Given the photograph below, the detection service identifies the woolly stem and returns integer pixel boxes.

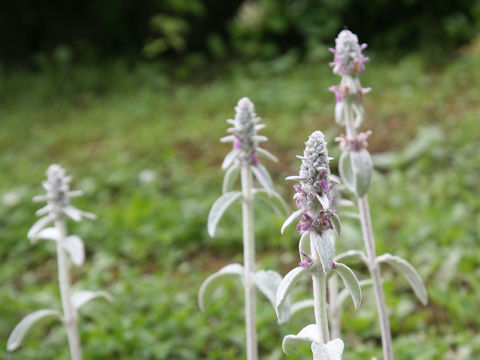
[328,275,341,338]
[241,165,258,360]
[358,196,393,360]
[344,97,394,360]
[311,236,330,344]
[56,218,82,360]
[328,234,341,338]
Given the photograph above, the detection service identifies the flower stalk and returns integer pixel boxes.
[311,245,329,344]
[358,195,393,359]
[330,29,394,360]
[330,29,427,360]
[7,164,112,357]
[328,257,341,338]
[55,218,82,360]
[276,131,362,359]
[200,97,288,360]
[240,164,258,360]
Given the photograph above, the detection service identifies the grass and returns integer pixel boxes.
[0,40,479,359]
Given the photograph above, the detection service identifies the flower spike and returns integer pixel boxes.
[221,97,268,167]
[282,131,336,234]
[28,165,96,240]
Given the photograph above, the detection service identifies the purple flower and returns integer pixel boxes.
[233,133,242,150]
[330,30,369,76]
[316,209,334,231]
[221,97,273,167]
[250,151,259,165]
[328,85,344,103]
[296,213,313,232]
[299,251,313,268]
[294,185,305,208]
[335,131,372,152]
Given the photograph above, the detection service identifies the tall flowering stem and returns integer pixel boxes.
[200,98,288,360]
[276,131,362,360]
[7,165,111,359]
[55,217,82,360]
[240,163,257,360]
[330,29,428,360]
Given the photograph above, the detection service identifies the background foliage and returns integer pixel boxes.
[1,0,480,66]
[1,1,480,359]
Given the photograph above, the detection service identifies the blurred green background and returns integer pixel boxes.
[1,1,480,359]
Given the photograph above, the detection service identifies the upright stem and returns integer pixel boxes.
[310,237,330,344]
[56,218,82,360]
[328,275,341,339]
[343,96,393,360]
[328,235,341,339]
[241,165,257,360]
[358,196,393,360]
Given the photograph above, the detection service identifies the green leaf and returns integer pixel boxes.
[290,299,314,316]
[330,213,341,236]
[253,188,289,216]
[351,149,373,197]
[198,263,244,311]
[338,151,355,193]
[338,280,373,307]
[311,338,344,360]
[71,290,113,310]
[298,232,310,255]
[334,263,362,309]
[335,250,368,265]
[207,191,242,237]
[311,231,333,274]
[63,235,85,266]
[253,270,290,322]
[281,209,303,234]
[222,165,239,193]
[7,309,61,351]
[27,215,54,241]
[251,164,274,195]
[256,147,278,162]
[276,267,307,323]
[221,150,239,170]
[377,254,428,305]
[32,227,59,243]
[282,324,318,355]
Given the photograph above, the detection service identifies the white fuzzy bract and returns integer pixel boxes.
[28,164,95,240]
[330,29,369,76]
[221,97,270,167]
[284,131,338,235]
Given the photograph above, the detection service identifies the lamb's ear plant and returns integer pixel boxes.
[198,97,289,360]
[7,164,112,360]
[329,29,428,360]
[276,131,362,360]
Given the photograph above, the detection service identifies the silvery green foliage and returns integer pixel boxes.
[376,254,428,305]
[199,98,289,358]
[276,131,362,359]
[336,131,373,197]
[282,325,344,360]
[329,30,427,360]
[7,165,112,354]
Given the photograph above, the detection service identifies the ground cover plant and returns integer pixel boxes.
[0,34,479,359]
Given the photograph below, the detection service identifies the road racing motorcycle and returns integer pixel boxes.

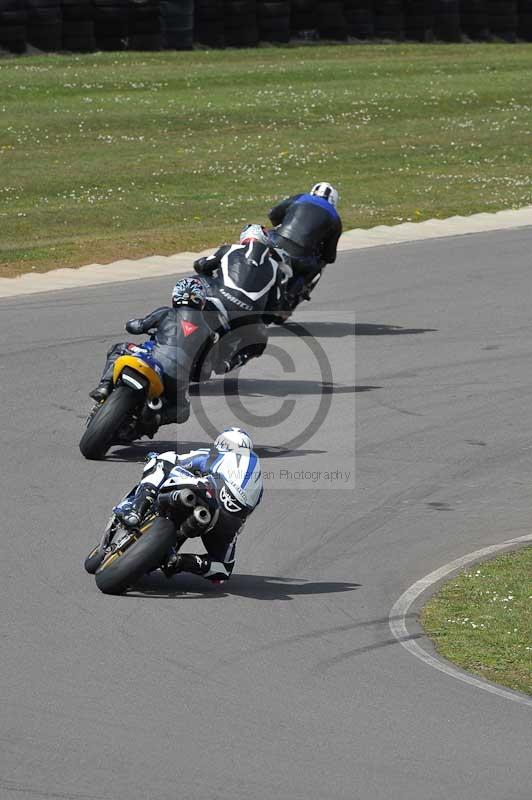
[79,341,165,460]
[84,470,213,595]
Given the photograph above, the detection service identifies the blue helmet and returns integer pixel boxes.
[172,277,206,310]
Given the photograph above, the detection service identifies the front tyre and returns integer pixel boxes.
[84,545,105,574]
[79,385,139,460]
[95,517,176,595]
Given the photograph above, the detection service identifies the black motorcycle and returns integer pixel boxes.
[84,477,212,595]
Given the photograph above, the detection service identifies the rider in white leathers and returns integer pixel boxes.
[113,427,263,583]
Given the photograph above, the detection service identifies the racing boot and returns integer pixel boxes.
[162,553,209,578]
[89,380,112,402]
[113,485,157,529]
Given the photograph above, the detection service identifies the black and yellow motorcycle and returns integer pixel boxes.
[79,342,165,460]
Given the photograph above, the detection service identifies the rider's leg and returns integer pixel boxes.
[113,453,175,527]
[164,517,241,583]
[89,343,128,401]
[159,376,190,425]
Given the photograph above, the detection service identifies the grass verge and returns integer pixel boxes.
[421,546,532,696]
[1,44,532,277]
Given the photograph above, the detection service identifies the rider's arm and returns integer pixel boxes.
[125,307,170,335]
[268,195,300,226]
[194,246,229,275]
[175,448,211,474]
[139,451,179,489]
[321,219,343,265]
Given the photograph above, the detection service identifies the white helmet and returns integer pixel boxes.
[214,426,253,453]
[240,223,269,246]
[310,182,339,208]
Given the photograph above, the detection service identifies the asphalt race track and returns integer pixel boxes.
[1,228,531,800]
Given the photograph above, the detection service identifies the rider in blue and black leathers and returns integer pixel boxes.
[268,182,342,287]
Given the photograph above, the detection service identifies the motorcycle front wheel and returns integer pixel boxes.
[94,517,176,595]
[79,385,139,460]
[84,544,105,574]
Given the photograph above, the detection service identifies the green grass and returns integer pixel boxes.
[1,44,532,277]
[421,546,532,696]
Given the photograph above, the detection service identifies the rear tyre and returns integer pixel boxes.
[95,517,176,595]
[79,385,139,461]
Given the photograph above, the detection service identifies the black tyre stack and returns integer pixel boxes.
[290,0,318,39]
[0,0,27,54]
[316,0,348,39]
[373,0,404,38]
[61,0,95,51]
[257,0,290,42]
[91,0,128,50]
[161,0,193,48]
[129,0,161,49]
[487,0,517,41]
[345,0,374,38]
[459,0,489,39]
[194,0,224,45]
[433,0,460,40]
[404,0,434,41]
[27,0,62,50]
[223,0,259,47]
[519,0,532,40]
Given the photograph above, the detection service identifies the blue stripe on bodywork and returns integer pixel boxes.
[242,452,257,488]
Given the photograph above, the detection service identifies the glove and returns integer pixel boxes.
[193,257,210,274]
[125,319,142,334]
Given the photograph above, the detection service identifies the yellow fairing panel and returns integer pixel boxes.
[113,355,164,399]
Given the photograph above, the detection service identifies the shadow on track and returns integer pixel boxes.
[127,572,362,601]
[269,322,437,338]
[191,378,373,397]
[107,441,327,462]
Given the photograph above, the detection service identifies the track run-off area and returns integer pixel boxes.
[1,227,531,800]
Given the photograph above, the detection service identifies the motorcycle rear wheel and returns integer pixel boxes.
[95,517,176,595]
[79,385,139,460]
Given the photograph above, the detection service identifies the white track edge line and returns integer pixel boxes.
[389,533,532,708]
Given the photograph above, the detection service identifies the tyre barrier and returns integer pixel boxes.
[404,0,434,42]
[0,0,28,54]
[224,0,259,47]
[161,0,193,49]
[2,0,532,55]
[373,0,404,39]
[344,0,373,39]
[61,0,95,52]
[290,0,317,39]
[194,0,224,46]
[317,0,348,40]
[93,0,128,51]
[434,0,461,41]
[258,0,290,43]
[128,0,162,50]
[519,0,532,41]
[27,0,63,51]
[460,0,489,39]
[487,0,518,42]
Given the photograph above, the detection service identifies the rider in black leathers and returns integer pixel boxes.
[89,278,217,425]
[193,224,283,372]
[268,181,342,301]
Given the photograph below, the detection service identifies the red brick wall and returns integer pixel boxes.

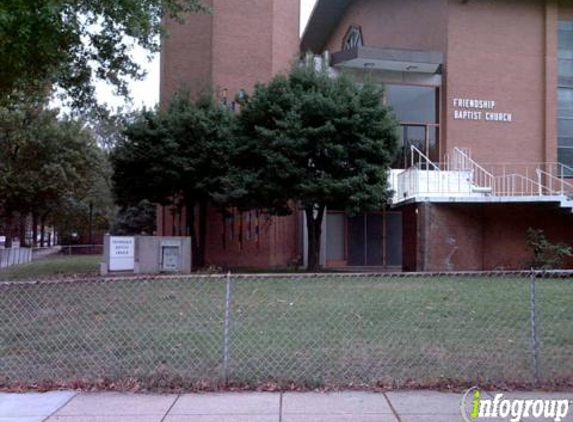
[324,0,448,53]
[158,205,301,269]
[157,204,188,237]
[160,2,214,107]
[204,208,270,268]
[422,204,485,272]
[272,0,301,74]
[161,0,300,104]
[211,0,273,98]
[445,0,554,163]
[269,211,300,267]
[204,208,300,269]
[482,203,573,270]
[419,202,573,271]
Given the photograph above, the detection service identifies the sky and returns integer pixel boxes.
[96,0,318,111]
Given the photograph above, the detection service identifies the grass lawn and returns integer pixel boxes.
[0,255,101,281]
[0,274,571,389]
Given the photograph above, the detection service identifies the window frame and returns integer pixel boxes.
[383,84,441,168]
[558,20,573,172]
[342,26,363,51]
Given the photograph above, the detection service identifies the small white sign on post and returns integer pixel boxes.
[109,236,135,271]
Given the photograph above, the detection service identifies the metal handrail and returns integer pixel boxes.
[396,167,418,200]
[410,145,441,171]
[555,162,573,179]
[536,168,573,196]
[450,148,495,193]
[494,173,545,196]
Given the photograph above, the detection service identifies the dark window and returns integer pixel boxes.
[558,88,573,118]
[559,21,573,58]
[386,85,439,167]
[343,26,363,50]
[385,213,402,267]
[558,21,573,169]
[386,85,437,123]
[558,60,573,86]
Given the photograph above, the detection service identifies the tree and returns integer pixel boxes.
[111,200,157,236]
[111,91,236,268]
[54,145,114,245]
[232,63,400,271]
[0,0,206,108]
[0,98,110,246]
[526,228,572,269]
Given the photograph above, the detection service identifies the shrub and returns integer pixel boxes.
[526,228,572,269]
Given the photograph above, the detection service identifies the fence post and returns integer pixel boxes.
[529,270,541,387]
[223,271,232,383]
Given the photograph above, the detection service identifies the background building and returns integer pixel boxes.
[160,0,573,271]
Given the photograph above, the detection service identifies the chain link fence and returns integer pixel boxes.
[0,272,571,390]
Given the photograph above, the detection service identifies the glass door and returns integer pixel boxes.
[385,85,439,168]
[345,212,402,267]
[395,124,439,169]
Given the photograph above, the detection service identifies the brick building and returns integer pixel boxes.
[158,0,302,269]
[160,0,573,271]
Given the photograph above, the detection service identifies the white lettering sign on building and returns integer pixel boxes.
[452,98,513,123]
[109,236,135,271]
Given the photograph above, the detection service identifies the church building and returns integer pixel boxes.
[159,0,573,271]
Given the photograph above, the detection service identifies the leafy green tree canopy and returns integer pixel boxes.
[112,200,157,236]
[54,144,114,244]
[526,227,573,269]
[232,63,400,271]
[0,0,206,108]
[111,90,236,267]
[0,99,113,246]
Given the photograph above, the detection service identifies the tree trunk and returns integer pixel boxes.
[172,206,177,236]
[18,215,27,247]
[185,200,200,271]
[4,213,13,248]
[40,215,46,247]
[305,205,325,272]
[88,201,94,245]
[197,200,208,269]
[32,212,38,247]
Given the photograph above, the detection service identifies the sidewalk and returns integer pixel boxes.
[1,390,572,422]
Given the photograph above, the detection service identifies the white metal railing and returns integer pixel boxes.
[395,167,418,201]
[393,146,573,203]
[447,147,495,194]
[494,173,545,197]
[397,146,479,199]
[537,167,573,196]
[543,162,573,181]
[410,145,440,171]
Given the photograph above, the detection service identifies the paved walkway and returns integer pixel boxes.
[1,390,572,422]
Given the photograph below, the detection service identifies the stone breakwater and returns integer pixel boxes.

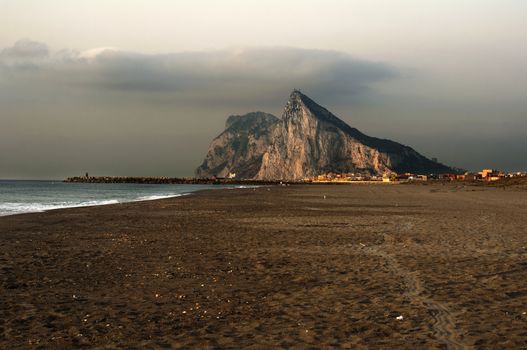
[63,176,293,185]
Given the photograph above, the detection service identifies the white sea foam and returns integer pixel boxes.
[0,200,120,216]
[134,193,185,201]
[228,185,259,189]
[0,194,191,216]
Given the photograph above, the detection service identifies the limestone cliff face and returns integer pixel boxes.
[196,90,454,180]
[195,112,280,179]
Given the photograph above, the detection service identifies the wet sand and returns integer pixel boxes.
[1,183,526,349]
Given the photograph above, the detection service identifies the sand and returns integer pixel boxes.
[1,183,526,349]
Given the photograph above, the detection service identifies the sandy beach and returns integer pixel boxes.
[1,183,527,349]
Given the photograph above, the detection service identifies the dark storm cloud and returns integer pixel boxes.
[0,41,397,104]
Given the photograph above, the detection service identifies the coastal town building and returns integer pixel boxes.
[479,169,505,181]
[462,172,481,181]
[507,172,527,178]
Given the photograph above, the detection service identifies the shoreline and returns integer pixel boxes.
[0,184,260,218]
[1,183,526,348]
[0,193,185,218]
[3,179,404,218]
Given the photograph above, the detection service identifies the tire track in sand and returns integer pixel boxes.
[364,233,469,350]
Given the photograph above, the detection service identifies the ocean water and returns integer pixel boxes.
[0,180,244,216]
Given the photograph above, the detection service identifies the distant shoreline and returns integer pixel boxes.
[63,175,527,187]
[65,176,294,185]
[63,176,396,185]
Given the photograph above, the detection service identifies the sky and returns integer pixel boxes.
[1,0,526,179]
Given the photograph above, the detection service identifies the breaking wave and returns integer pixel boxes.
[0,200,120,216]
[134,193,187,201]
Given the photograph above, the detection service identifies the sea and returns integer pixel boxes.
[0,180,245,216]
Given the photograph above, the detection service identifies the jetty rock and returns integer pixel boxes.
[196,90,455,180]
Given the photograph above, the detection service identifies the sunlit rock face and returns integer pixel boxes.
[196,90,453,180]
[195,112,280,179]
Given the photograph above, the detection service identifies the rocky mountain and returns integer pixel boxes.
[196,90,455,180]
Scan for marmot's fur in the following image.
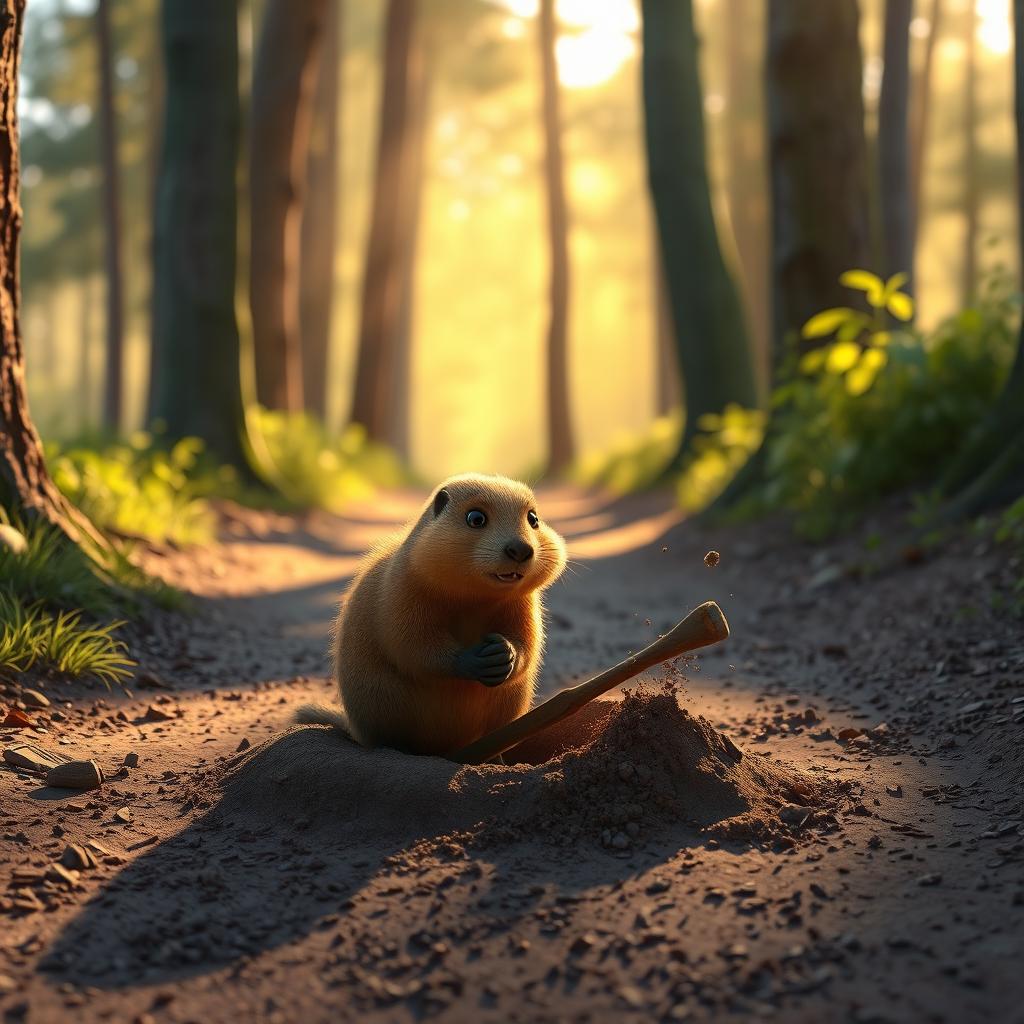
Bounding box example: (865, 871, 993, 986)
(296, 473, 567, 755)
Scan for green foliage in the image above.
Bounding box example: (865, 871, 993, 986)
(748, 271, 1016, 538)
(0, 588, 134, 686)
(572, 413, 680, 493)
(676, 406, 765, 512)
(996, 498, 1024, 607)
(47, 432, 225, 547)
(249, 409, 406, 512)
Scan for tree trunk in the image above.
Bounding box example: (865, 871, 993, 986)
(652, 239, 679, 417)
(962, 0, 978, 304)
(937, 0, 1024, 515)
(299, 0, 340, 422)
(641, 0, 758, 472)
(910, 0, 941, 244)
(149, 1, 249, 469)
(349, 0, 423, 442)
(0, 0, 108, 550)
(385, 56, 430, 461)
(539, 0, 574, 475)
(249, 0, 328, 413)
(878, 0, 914, 293)
(766, 0, 871, 359)
(96, 0, 125, 431)
(724, 0, 770, 386)
(79, 276, 94, 430)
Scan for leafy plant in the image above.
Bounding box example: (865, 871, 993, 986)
(676, 405, 765, 512)
(248, 409, 406, 511)
(747, 270, 1016, 538)
(572, 413, 680, 493)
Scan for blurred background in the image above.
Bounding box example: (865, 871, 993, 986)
(17, 0, 1019, 481)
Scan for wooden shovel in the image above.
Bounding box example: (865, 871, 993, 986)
(449, 600, 729, 765)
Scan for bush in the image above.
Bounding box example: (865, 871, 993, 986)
(746, 270, 1016, 538)
(572, 413, 680, 493)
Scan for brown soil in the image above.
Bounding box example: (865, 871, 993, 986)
(1, 487, 1023, 1023)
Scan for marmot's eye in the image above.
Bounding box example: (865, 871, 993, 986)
(466, 509, 487, 528)
(527, 510, 539, 529)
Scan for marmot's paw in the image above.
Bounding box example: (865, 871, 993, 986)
(455, 633, 516, 687)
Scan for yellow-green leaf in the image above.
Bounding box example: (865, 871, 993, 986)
(886, 291, 914, 321)
(799, 348, 827, 374)
(861, 348, 888, 371)
(825, 341, 861, 374)
(839, 269, 885, 306)
(868, 330, 891, 347)
(802, 307, 855, 339)
(883, 272, 908, 298)
(845, 362, 879, 395)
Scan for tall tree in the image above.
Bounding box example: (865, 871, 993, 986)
(95, 0, 125, 430)
(641, 0, 758, 472)
(148, 1, 249, 469)
(0, 0, 107, 550)
(962, 0, 979, 304)
(299, 0, 340, 422)
(937, 0, 1024, 516)
(539, 0, 574, 474)
(349, 0, 423, 443)
(910, 0, 942, 243)
(878, 0, 914, 293)
(765, 0, 870, 358)
(250, 0, 328, 413)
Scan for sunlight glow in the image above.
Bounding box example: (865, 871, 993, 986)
(556, 27, 636, 88)
(977, 0, 1012, 54)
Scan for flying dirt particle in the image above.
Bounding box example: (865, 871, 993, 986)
(661, 546, 668, 553)
(704, 550, 721, 568)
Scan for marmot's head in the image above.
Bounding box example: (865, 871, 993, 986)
(408, 473, 567, 599)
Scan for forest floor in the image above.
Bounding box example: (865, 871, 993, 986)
(1, 486, 1023, 1024)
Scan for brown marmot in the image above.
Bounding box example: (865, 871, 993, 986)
(296, 473, 567, 756)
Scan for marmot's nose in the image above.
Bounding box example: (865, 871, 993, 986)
(504, 540, 534, 563)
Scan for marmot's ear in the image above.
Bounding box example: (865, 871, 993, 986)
(433, 488, 450, 517)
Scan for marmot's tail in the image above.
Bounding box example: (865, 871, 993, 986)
(294, 703, 351, 736)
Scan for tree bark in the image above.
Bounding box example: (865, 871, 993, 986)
(724, 0, 770, 386)
(79, 276, 94, 430)
(766, 0, 871, 359)
(962, 0, 978, 304)
(149, 1, 249, 469)
(0, 0, 108, 550)
(539, 0, 574, 474)
(652, 239, 679, 417)
(879, 0, 914, 293)
(250, 0, 328, 413)
(641, 0, 758, 471)
(96, 0, 125, 431)
(349, 0, 423, 442)
(299, 0, 340, 422)
(910, 0, 941, 244)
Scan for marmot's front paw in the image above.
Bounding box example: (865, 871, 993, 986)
(454, 633, 516, 687)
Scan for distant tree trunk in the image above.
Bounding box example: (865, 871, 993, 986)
(539, 0, 574, 474)
(878, 0, 914, 294)
(910, 0, 941, 244)
(250, 0, 328, 413)
(349, 0, 422, 442)
(652, 240, 679, 416)
(79, 277, 94, 430)
(0, 0, 108, 550)
(149, 1, 249, 469)
(641, 0, 758, 472)
(143, 11, 164, 425)
(724, 0, 770, 385)
(96, 0, 124, 431)
(937, 0, 1024, 516)
(385, 58, 430, 461)
(962, 0, 979, 304)
(766, 0, 871, 360)
(299, 0, 340, 422)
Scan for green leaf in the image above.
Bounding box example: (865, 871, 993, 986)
(799, 348, 827, 374)
(802, 307, 856, 339)
(882, 272, 909, 298)
(886, 291, 914, 321)
(825, 341, 862, 374)
(839, 269, 885, 306)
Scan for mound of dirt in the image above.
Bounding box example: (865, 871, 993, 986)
(210, 683, 842, 855)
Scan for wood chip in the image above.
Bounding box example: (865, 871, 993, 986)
(3, 743, 71, 774)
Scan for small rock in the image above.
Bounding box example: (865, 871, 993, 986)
(136, 672, 169, 690)
(141, 705, 173, 723)
(703, 550, 720, 568)
(570, 932, 598, 954)
(123, 752, 139, 768)
(837, 727, 864, 741)
(61, 844, 97, 871)
(236, 737, 251, 752)
(113, 806, 132, 824)
(20, 689, 50, 709)
(780, 804, 811, 826)
(917, 873, 942, 887)
(0, 974, 16, 994)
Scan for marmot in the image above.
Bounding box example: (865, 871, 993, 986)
(296, 473, 567, 756)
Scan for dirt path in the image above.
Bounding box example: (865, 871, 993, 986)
(2, 488, 1023, 1024)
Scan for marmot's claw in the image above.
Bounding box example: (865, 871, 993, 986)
(454, 634, 517, 686)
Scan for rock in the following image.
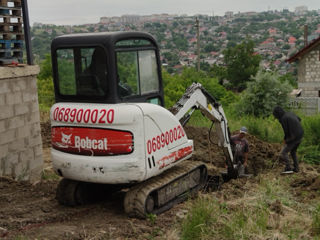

#### [Task directions]
Return the lines of the listing where the string "dirt" appears.

#### [Your response]
Scan for flying dirt particle in the image above.
Scan for mound of dirt in the image above.
Scan for dirt path in the image above.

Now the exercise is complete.